▶ Texte:
CommentairePrimes 2022: faut-il dire merci aux assureurs maladies?
Les caisses sentent qu’elles sont allées trop loin avec leurs réserves. Les gens comprennent aussi de moins en moins leur double casquette d’assureurs maladie et d’acteurs financiers.
- par
- Eric Felley
Si quelqu’un vous doit 6000 francs et qu’il vous rembourse 380 francs, pensez-vous être quitte? Probablement que non… C’est ce qui passe avec les réserves excédentaires des assurances maladie. Sur les 12,4 milliards de réserves accumulées ces dernières années, on peut estimer qu’une moitié correspond à la couverture légale des risques, mais que l’autre moitié n’est pas techniquement justifiable. Sur ces 6 milliards, qui appartiennent aux assurés, les caisses ont décidé d’en restituer 380 millions, ce qui correspond à 6,3% ou environ 45 francs par assuré en Suisse.
Dans l’appréciation de ces réserves, le conseiller fédéral Alain Berset a attiré l’attention mardi sur le fait que cet argent «ne dort pas». Il produit des revenus de capitaux qui profitent à la bonne santé de l’ensemble, mais ces bénéfices appartiennent toujours aux assurés «et à personne d’autre». Là où la situation est bancale, c’est que l’assureur s’occupe de votre argent, mais il ne vous dira jamais comment. La gestion de cette fortune est laissée au bon vouloir des caisses dans la plus grande confidentialité, ou opacité, c’est selon.
17 milliards sur les marchés financiers
Le conseiller national Olivier Feller (PLR/VD) vient de déposer une interpellation à Berne, où il constate que les assureurs maladie «placent quelque 17 milliards sur les marchés financiers: obligations, actions, produits dérivés, etc.» Le contrôle de cette appréciable activité financière, qui doit obéir à un certain nombre de règles, relève de l’Office fédéral de la santé publique (et non pas de la FINMA comme c’est le cas pour la plupart des acteurs financiers du pays). Le Vaudois demande dans quelle mesure l’OFSP pratique effectivement ces contrôles et s’il serait prêt à en rendre compte publiquement. Pour une fois, c’est un élu de droite qui réclame de la transparence autour des caisses.

▶ À faire:
a: Dites si chacune des affirmations suivantes concorde avec le commentaire sur les primes 2022, en répondant par oui ou par non et en citant les mots décisifs du commentaire. (i) Les caisses ont décidé de restituer 380 millions aux assurés. (ii) Le contrôle de l'activité financière des assureurs maladie relève de la FINMA. (iii) Selon Alain Berset, les bénéfices produits par les réserves appartiennent aux assurés.
b: D'après le commentaire sur les primes 2022, quelle somme les assureurs maladie placent-ils sur les marchés financiers selon Olivier Feller ?

▶ Données fournies:
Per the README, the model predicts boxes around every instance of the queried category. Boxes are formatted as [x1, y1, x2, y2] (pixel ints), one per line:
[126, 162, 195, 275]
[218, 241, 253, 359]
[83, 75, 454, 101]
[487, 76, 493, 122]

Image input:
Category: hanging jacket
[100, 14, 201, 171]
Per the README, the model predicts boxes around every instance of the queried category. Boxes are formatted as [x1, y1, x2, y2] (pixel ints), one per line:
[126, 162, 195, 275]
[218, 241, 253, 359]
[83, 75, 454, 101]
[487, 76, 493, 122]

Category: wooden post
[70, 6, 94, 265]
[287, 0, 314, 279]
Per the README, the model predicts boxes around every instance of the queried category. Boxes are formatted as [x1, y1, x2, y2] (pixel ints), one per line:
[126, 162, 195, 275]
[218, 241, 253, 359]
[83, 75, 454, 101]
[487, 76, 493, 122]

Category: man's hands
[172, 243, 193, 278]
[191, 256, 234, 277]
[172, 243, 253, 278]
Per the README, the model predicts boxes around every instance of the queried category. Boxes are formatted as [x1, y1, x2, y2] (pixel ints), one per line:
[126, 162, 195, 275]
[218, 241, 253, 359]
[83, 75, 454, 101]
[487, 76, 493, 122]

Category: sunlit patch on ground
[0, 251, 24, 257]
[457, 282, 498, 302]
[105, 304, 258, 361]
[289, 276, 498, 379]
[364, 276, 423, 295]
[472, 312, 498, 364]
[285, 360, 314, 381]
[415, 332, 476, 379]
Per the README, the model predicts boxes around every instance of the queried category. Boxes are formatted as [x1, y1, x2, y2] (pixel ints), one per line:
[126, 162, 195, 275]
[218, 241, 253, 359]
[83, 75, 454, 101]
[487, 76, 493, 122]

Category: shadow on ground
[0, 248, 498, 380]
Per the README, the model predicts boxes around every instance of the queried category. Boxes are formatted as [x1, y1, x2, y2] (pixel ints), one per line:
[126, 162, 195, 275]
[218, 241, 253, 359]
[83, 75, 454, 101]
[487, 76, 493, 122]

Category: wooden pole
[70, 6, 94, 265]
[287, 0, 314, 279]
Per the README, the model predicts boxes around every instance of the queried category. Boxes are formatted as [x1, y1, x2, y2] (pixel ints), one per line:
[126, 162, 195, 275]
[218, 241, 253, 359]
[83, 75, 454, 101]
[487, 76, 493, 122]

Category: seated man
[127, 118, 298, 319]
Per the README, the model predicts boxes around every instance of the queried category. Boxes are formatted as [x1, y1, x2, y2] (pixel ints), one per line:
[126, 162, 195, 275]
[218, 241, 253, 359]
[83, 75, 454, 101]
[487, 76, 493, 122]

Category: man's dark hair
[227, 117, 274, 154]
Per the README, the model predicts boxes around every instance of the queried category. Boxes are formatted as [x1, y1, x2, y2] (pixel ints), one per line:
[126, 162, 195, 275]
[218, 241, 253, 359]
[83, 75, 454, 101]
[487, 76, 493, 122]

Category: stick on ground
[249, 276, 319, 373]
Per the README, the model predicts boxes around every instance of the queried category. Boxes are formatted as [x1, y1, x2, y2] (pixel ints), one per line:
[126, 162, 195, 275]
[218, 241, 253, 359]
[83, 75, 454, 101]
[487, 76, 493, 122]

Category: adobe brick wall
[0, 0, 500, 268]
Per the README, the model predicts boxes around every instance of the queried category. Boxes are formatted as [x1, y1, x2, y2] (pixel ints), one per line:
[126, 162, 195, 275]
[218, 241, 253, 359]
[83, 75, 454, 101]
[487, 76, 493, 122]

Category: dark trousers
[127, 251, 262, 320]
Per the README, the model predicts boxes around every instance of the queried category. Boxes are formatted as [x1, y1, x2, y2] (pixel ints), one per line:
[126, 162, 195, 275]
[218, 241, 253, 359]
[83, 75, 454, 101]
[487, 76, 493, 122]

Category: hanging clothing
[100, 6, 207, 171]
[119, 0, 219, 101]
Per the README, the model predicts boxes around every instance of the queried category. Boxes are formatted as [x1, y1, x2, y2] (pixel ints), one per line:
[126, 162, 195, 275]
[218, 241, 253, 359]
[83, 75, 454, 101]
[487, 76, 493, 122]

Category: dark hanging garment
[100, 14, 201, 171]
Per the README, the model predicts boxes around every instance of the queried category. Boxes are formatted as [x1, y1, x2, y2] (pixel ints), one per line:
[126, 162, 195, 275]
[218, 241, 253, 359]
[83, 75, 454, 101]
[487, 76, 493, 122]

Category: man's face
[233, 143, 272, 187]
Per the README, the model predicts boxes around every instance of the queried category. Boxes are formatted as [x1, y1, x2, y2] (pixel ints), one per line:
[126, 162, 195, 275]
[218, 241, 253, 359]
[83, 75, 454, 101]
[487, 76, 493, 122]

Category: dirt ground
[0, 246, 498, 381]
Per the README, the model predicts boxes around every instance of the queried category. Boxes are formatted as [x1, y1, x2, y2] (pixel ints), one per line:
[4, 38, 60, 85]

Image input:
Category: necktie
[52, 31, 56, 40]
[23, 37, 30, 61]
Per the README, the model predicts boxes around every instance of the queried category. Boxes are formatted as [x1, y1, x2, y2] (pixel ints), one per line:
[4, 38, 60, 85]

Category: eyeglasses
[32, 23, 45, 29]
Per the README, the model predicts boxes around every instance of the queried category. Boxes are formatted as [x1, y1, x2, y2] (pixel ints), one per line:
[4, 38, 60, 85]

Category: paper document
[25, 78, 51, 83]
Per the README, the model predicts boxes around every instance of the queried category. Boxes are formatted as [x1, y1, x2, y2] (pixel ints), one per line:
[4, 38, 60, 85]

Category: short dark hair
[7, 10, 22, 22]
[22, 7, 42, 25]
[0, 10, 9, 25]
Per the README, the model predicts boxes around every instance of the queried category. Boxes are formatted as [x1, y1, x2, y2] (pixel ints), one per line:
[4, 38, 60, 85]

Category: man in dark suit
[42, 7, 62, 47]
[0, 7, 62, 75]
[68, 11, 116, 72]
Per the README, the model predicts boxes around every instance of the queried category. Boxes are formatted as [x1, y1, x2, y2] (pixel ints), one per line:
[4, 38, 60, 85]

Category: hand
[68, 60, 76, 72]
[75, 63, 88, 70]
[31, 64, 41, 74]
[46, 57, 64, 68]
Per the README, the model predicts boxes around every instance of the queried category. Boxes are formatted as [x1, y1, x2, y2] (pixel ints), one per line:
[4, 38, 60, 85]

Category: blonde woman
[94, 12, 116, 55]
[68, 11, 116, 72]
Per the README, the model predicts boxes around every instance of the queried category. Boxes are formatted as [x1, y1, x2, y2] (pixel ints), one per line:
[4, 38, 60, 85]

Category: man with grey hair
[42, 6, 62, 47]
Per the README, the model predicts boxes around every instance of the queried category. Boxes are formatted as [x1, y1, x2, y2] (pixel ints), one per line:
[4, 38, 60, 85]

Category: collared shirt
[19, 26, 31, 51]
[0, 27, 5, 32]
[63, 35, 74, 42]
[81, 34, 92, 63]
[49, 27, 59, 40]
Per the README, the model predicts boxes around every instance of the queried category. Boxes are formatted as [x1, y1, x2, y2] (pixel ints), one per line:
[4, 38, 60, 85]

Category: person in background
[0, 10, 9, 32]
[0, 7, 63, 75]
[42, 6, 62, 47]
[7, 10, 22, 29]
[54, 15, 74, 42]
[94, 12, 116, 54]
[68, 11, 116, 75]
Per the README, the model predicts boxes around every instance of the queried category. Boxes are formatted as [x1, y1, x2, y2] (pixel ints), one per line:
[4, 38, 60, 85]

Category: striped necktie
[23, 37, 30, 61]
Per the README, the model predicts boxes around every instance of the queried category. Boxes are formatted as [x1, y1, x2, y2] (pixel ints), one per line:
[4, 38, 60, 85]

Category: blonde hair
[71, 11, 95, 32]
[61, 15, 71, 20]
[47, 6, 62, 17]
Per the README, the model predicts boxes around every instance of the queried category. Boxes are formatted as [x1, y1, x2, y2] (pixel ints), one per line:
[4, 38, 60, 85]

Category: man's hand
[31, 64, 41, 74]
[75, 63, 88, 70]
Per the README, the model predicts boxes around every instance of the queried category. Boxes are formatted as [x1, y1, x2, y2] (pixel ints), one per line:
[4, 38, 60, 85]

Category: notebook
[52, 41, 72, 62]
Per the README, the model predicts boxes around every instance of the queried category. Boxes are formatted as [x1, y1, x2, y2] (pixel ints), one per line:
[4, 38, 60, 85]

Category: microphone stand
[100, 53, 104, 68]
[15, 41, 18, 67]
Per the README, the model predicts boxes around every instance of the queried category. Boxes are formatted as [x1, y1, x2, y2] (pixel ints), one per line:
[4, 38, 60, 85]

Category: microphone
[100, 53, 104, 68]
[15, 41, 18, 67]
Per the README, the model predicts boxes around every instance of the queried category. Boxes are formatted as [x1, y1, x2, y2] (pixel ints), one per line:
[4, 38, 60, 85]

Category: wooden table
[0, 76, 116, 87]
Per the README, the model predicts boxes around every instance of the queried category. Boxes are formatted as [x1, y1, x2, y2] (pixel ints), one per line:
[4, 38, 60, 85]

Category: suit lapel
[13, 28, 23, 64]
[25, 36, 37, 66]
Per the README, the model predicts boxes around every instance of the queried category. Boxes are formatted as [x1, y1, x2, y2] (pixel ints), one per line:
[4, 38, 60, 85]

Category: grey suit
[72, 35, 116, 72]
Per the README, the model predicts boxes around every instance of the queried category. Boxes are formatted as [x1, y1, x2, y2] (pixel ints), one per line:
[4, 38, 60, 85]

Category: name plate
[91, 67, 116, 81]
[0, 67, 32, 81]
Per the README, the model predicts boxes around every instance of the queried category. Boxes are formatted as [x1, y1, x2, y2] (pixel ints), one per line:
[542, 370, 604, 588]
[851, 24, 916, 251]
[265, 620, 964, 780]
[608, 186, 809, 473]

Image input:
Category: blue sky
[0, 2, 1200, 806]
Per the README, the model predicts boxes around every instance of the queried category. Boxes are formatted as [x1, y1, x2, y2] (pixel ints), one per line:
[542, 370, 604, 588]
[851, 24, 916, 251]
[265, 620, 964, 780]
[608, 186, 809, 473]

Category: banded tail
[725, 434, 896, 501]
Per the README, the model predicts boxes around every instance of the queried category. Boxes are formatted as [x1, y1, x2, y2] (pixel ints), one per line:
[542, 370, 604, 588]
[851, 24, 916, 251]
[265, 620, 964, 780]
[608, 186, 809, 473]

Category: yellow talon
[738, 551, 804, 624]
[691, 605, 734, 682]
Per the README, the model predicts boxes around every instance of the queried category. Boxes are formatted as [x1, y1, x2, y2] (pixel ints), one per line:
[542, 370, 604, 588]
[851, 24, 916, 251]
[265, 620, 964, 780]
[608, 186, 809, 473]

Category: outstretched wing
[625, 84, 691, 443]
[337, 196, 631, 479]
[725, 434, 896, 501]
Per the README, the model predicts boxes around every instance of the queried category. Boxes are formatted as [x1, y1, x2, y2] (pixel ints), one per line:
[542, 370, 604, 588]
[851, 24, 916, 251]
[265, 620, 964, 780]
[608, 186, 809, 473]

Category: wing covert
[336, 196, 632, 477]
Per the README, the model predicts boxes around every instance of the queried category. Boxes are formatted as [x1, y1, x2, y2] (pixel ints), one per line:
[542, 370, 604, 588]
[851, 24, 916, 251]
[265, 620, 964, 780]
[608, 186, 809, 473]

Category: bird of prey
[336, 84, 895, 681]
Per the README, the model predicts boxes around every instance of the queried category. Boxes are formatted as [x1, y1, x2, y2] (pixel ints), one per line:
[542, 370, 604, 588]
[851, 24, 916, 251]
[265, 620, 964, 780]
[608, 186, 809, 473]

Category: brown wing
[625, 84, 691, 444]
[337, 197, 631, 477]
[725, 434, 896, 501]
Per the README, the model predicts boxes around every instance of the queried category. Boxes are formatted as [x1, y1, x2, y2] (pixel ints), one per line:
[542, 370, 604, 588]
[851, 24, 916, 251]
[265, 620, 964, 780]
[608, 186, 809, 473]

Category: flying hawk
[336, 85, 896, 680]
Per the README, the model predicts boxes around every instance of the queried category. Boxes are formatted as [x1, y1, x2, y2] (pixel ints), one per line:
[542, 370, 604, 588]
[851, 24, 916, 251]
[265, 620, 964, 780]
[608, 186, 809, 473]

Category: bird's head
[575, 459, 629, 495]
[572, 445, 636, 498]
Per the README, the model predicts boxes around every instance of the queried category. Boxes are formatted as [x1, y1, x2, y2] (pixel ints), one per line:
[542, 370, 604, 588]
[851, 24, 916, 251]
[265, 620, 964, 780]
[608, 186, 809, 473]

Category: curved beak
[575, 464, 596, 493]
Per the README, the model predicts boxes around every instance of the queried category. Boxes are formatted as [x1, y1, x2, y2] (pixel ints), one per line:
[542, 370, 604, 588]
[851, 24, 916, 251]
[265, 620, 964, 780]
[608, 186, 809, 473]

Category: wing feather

▶ Corrigé:
a:
(i) Oui : « les caisses ont décidé d’en restituer 380 millions ».
(ii) Non : « relève de l’Office fédéral de la santé publique (et non pas de la FINMA comme c’est le cas pour la plupart des acteurs financiers du pays) ».
(iii) Oui : « ces bénéfices appartiennent toujours aux assurés «et à personne d’autre» ».

b: Quelque 17 milliards.